[BEGIN]

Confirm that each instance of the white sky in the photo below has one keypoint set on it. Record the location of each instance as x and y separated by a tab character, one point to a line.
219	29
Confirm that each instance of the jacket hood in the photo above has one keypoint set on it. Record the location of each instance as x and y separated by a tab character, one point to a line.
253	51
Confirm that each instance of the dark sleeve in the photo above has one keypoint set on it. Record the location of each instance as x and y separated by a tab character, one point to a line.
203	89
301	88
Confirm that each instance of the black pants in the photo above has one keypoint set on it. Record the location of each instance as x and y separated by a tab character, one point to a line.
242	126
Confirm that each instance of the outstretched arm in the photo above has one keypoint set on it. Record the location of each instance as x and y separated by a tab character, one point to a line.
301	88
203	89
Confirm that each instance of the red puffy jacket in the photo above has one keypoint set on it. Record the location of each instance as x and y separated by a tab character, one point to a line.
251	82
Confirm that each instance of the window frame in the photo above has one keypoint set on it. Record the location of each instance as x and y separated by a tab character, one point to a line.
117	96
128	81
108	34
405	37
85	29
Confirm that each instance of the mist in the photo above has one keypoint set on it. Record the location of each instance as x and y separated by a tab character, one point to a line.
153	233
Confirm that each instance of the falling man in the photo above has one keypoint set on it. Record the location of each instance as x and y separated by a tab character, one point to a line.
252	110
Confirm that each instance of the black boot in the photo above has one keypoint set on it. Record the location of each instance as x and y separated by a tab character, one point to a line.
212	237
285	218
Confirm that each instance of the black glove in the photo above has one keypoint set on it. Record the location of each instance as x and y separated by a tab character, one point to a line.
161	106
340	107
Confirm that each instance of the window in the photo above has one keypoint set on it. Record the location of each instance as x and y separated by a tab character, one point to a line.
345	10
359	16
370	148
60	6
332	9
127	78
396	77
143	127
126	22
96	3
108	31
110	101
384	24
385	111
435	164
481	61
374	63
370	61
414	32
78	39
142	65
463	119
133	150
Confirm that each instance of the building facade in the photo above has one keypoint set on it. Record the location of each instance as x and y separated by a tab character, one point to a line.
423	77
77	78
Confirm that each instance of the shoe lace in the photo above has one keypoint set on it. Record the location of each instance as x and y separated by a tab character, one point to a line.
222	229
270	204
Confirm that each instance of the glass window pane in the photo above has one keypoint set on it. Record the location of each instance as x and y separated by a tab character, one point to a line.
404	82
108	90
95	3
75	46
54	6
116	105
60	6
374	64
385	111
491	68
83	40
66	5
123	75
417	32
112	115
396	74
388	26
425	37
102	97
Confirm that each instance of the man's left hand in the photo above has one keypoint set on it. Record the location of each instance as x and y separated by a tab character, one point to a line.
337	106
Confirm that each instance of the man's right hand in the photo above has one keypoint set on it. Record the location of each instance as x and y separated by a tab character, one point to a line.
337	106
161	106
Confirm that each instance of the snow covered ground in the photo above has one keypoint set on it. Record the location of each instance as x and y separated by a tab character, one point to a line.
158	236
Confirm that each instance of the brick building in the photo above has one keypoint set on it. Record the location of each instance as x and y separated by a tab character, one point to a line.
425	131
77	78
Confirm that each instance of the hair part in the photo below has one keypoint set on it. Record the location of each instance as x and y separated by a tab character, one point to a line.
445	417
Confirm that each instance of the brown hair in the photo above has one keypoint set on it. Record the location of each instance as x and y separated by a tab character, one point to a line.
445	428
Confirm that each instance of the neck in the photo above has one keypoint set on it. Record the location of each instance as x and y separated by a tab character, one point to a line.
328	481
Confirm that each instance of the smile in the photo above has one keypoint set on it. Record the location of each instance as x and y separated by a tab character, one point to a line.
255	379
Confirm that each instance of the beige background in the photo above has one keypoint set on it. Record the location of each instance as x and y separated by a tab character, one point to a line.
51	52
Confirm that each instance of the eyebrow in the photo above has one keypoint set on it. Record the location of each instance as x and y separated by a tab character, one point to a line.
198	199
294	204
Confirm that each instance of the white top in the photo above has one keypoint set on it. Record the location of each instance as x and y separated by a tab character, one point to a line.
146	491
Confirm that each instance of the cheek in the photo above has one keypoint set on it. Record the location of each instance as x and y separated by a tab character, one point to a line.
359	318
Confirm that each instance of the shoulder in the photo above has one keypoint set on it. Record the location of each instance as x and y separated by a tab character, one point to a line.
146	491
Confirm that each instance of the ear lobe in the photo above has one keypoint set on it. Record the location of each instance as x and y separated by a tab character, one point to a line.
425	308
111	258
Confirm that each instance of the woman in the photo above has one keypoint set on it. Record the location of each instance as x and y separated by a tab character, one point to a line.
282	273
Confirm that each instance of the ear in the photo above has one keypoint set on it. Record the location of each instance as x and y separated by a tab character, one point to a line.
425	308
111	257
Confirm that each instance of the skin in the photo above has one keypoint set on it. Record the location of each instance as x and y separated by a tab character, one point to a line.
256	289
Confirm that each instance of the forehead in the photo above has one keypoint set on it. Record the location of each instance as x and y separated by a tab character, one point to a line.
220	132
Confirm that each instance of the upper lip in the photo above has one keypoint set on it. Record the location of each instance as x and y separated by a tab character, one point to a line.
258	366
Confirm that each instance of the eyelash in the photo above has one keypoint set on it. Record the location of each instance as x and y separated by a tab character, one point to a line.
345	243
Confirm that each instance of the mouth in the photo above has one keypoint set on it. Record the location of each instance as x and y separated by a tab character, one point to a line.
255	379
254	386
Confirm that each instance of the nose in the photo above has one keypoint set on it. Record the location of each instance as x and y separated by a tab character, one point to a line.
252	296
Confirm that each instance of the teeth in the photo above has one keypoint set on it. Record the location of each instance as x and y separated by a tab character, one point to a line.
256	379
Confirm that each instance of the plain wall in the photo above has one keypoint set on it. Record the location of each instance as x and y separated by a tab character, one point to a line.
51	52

[END]

_Problem description_
Write out every entry verbatim.

_Solution for this problem_
Confirm that each instance of the white sky in the photo below has one keypoint set on it. Record the location of each instance as x and y separated by a tab character, one point to a line.
219	29
Confirm that each instance of the jacket hood in the photo above has one keypoint set on it. Record the location of each instance as x and y separated by a tab character, one point to a line.
253	51
Confirm that each instance of the dark sleeve in the photo above has one keypoint set on it. Record the location of each instance as x and y separated by a tab character, one point to a line.
203	89
301	88
Confirm that each instance of the black pants in the photo above has one keypoint set on it. Record the location of each instance as x and y separated by a tab character, one point to a line.
242	126
Confirm that each instance of the outstretched arm in the photo above has one keypoint set on it. Record the location of each instance as x and y separated by a tab character, one point to a line.
301	88
203	89
Confirm that each instance of the red puffy jacket in the photo above has one keypoint set on it. Record the location of each instance as x and y separated by a tab character, one point to a line.
251	82
Confirm that each instance of the window frame in the photo above has one keypoint set on it. Record the location of each instance as x and y separated by a tab character, one point to a line.
117	96
128	81
108	34
405	37
85	29
Confirm that each instance of the mist in the photo above has one keypoint set on it. Record the location of each instance as x and y separated by a tab character, one point to a line.
153	233
Confirm that each instance of the falling man in the photo above has one keypoint set on it. Record the location of each instance as x and y separated by a tab character, one point to a line.
252	110
Confirm that each instance of the black boot in the photo above has one keypoint set on it. Record the location of each instance as x and y separated by a tab character, one point to a line.
212	237
285	218
Confirm that each instance of the black glove in the photo above has one keypoint set on it. Record the location of each instance as x and y separated by a tab character, one point to a line.
161	106
340	107
Confirm that each instance of the window in the photo above has one keypoint set on it. Record the location of each instance as x and y separated by a tab character, one point to a line.
345	10
359	16
370	148
60	6
332	9
127	78
396	77
143	127
126	22
96	3
108	31
110	101
384	24
385	111
435	164
481	61
374	63
370	61
414	32
78	39
142	65
463	119
133	150
Confirm that each instance of the building facade in the photo above has one keypoint set on it. Record the location of each instance as x and y separated by a tab character, one point to a line.
423	77
77	78
Confirm that each instance of the shoe lace in the photo above has one keypoint set on it. Record the location of each instance as x and y separated by a tab character, one point to a line.
222	229
270	204
Confirm that each instance of the glass window pane in the photo above has one keypoint set on it. Record the location of each instance as x and y separated by a tab character, one point to a line.
404	82
108	90
95	3
75	46
54	6
116	105
60	6
374	64
385	111
491	68
83	40
66	5
123	75
417	32
112	115
396	74
388	26
425	37
102	97
Confirm that each instance of the man's left hand in the photo above has one keypoint set on it. Record the location of each instance as x and y separated by a tab character, one point to a line.
337	106
Confirm that each instance of the man's right hand in the photo above has one keypoint set on it. Record the location of each instance as x and y separated by a tab character, one point to a line.
337	106
161	106
Confirm that each instance of the snow covered ground in the photo above has one keypoint set on it. Record the location of each instance as x and y separated by a tab character, one point to a line.
158	236
Confirm that each instance of the brick building in the photo above has one keypoint set on it. Record the location of each instance as x and y separated by a tab character, one point to a line.
425	131
77	78
Confirm that each instance of the hair part in the photo below has one keypoint set on it. Record the location of each instance as x and y separated by a tab character, one point to a line.
445	417
Confirm that each instance of the brown hair in the photo above has one keypoint set on it. Record the location of each instance as x and y separated by a tab character, one point to a line.
445	428
Confirm that each instance of the neck in the photo above has one keypoint set on it. Record the location of each instance as x and y separated by a tab character, one point to a line.
328	481
Confirm that each instance of the smile in the photo above has one keypoint set on it. Record the location of each instance as x and y separated by a tab character, one point to a line.
255	379
Confirm that each instance of the beige background in the photo above has one keypoint set on it. Record the location of each instance as x and y separated by a tab character, one point to a line.
51	52
Confirm that each instance of the eyebrow in the photo above has one keypoint set on it. Record the location of each instance as x and y separated by a tab character, one point to a line.
198	199
294	204
Confirm that each instance of the white top in the photo above has one keypoint set on it. Record the location of each instance as x and y separated by a tab character, one point to a line.
146	491
Confirm that each instance of the cheek in the photo above has one keypoint set on it. Record the location of each instance as x and y separated by a tab character, one point to a line.
359	318
Confirm that each instance of the shoulder in the photo above has one keypoint set on it. Record the location of each instance as x and y separated by a tab character, one point to a line.
146	491
Confirm that each instance of the ear lobe in the photo above has one keypoint set on it. Record the location of each instance as x and y separated by a tab character, one point to a line.
425	308
111	258
Confirm that each instance of the woman in the photo above has one keypoint set on it. Record the location of each instance as x and y separated by a tab character, one point to a line.
282	273
Confirm that each instance of the ear in the photo above has one keypoint set on it. Record the location of each instance as x and y separated by a tab character, one point to a line.
425	308
111	257
Confirm that each instance of the skin in the photo above has one keypoint set on it. Record the location of each instance as x and y separated by a tab character, one point to a line.
256	289
Confirm that each instance of the forehead in the photo above has one keypoint set on it. Record the location of each instance as x and y separated by a tab character, one point to a line.
220	132
Confirm that each instance of the upper lip in the photo above has one keypoint set on it. Record the location of each instance as x and y separated by a tab character, one point to a line.
258	366
Confirm that each instance of the eyelash in the photo above has one keypoint set on it. Record the location of each instance as x and y separated by a tab character, one point to a line.
345	243
Confirm that each instance of the mouth in the photo above has one keypoint set on it. Record the location of each instance as x and y separated by a tab character, one point to a line.
255	379
254	386
Confirm that each instance of the nose in the photo above has one keypoint set on it. Record the location of each instance as x and y separated by a tab character, one point to a line.
252	296
Confirm that each instance of the teeth in the photo above has one keypoint set on it. Record the location of each instance as x and y separated by a tab character, one point to a line.
256	379
Confirm that each instance of the plain wall in the photo above has one keypoint set on it. Record the location of each instance as x and y separated by a tab character, one point to a line.
51	52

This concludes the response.